» **WHAT YOU WILL DO**: When you reach the line containing "Please place a point on the rolled-up" in the data below, reproduce it and every line that follows, exactly and without additions.

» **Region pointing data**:
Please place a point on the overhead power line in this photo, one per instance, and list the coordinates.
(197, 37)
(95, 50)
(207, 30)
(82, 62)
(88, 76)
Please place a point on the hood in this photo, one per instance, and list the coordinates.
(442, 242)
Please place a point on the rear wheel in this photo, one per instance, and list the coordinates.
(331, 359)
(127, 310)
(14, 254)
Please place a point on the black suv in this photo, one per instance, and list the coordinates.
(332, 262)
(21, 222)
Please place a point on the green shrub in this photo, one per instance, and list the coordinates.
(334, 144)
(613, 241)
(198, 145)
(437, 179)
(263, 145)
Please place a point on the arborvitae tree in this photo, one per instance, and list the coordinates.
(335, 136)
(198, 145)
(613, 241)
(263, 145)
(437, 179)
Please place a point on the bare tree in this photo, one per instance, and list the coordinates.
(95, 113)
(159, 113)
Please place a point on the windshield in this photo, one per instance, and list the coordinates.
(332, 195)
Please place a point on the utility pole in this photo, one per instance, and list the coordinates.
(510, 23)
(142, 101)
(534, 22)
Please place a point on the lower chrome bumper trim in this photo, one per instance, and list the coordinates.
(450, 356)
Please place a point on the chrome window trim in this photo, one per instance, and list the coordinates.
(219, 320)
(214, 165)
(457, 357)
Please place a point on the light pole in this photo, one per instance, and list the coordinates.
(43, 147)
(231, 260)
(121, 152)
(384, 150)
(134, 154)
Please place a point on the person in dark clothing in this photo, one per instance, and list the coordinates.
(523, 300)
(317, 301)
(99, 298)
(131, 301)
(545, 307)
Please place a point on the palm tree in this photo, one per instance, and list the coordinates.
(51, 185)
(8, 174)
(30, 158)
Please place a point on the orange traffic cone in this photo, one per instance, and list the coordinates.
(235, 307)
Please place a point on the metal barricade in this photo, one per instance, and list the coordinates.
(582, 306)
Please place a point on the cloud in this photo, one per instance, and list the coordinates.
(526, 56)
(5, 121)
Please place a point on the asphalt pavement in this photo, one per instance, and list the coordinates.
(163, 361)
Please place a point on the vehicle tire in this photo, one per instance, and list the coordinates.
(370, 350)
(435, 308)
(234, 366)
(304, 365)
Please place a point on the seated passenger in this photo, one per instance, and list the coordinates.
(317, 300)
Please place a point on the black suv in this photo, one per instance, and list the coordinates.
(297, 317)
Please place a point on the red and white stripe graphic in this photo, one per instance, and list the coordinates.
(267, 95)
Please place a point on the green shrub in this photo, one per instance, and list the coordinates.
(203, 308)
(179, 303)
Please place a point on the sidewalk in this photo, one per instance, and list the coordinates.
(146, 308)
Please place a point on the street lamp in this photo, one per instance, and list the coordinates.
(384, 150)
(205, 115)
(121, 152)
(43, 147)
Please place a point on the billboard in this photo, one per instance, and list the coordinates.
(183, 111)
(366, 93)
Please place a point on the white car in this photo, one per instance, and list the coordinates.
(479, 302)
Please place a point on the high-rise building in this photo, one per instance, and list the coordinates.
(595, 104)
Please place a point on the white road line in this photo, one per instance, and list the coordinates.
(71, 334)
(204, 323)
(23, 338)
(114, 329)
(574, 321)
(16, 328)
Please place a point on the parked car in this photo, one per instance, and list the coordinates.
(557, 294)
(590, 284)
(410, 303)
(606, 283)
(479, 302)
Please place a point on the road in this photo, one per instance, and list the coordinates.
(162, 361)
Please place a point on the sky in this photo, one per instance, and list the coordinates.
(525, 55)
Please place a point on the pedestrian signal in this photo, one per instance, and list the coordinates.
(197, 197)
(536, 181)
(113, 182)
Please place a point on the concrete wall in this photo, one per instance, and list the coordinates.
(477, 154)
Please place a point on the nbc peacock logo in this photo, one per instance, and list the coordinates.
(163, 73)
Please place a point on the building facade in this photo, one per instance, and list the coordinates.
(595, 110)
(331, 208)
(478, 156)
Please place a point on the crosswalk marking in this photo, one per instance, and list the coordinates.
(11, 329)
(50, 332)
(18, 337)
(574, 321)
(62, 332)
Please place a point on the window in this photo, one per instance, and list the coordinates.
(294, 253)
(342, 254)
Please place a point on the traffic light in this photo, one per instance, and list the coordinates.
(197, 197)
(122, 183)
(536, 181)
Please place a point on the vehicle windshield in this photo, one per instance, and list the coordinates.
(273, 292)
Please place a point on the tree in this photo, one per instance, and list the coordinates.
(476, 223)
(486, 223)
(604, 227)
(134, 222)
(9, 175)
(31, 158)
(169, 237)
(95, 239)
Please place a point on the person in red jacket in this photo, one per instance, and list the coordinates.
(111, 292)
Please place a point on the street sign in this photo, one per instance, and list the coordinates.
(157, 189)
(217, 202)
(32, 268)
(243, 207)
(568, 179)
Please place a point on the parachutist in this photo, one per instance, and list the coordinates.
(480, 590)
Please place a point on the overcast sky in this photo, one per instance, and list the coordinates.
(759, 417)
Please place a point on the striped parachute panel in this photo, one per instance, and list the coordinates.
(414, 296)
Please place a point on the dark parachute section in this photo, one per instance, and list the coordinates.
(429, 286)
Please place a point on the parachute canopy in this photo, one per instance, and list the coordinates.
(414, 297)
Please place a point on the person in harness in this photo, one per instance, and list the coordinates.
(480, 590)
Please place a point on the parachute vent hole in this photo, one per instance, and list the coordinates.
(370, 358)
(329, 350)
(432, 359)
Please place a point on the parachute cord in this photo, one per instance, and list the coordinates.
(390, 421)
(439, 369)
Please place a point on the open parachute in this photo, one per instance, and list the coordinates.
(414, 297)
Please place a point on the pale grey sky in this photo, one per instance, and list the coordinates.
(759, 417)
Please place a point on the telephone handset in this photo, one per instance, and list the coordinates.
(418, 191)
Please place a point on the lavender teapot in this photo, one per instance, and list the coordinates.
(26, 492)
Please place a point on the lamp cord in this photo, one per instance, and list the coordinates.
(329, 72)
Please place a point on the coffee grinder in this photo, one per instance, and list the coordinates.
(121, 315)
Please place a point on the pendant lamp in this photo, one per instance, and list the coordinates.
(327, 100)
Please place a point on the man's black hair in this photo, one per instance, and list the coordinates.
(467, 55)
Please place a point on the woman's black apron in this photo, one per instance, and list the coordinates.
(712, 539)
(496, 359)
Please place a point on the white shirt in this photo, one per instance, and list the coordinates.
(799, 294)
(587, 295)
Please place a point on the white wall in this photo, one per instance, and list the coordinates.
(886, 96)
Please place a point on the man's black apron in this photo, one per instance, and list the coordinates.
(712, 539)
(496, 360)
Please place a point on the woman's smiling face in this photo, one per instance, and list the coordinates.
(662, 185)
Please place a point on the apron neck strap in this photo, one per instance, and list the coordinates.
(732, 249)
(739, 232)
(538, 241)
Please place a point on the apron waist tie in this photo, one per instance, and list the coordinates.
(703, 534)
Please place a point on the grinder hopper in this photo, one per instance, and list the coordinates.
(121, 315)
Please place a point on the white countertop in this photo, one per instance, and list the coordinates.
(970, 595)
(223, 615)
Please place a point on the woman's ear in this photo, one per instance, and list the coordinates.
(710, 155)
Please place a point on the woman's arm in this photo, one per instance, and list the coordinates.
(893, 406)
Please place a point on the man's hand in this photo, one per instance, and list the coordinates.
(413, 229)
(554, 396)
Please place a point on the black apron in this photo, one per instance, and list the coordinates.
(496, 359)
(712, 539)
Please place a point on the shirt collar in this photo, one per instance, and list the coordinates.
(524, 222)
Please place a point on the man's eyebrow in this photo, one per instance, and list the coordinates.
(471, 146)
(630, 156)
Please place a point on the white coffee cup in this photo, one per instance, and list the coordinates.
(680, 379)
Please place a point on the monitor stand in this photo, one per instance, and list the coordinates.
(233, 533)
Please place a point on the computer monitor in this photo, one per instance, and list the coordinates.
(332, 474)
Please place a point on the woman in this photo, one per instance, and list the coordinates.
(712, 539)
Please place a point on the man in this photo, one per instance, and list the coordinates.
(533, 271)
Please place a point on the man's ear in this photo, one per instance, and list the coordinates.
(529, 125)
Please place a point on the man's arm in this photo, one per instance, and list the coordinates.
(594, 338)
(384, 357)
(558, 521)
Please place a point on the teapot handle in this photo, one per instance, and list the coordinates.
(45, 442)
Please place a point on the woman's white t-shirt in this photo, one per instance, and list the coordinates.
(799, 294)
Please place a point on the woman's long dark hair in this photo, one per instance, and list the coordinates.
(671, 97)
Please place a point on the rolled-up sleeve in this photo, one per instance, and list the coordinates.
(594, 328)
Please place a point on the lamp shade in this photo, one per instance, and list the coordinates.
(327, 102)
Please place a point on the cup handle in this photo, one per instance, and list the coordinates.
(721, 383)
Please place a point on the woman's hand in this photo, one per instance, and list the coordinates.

» **SOLUTION TO THE PROBLEM**:
Please place a point on the rolled-up sleeve in this photo, one per instance, and list the coordinates.
(594, 328)
Please place a point on the lamp shade in this photo, one per instance, and list the coordinates.
(327, 102)
Please place a point on the cup handle in this photo, one per instance, and list the coordinates.
(721, 383)
Please place a point on the woman's hand in this photo, one per instance, and list the coordinates.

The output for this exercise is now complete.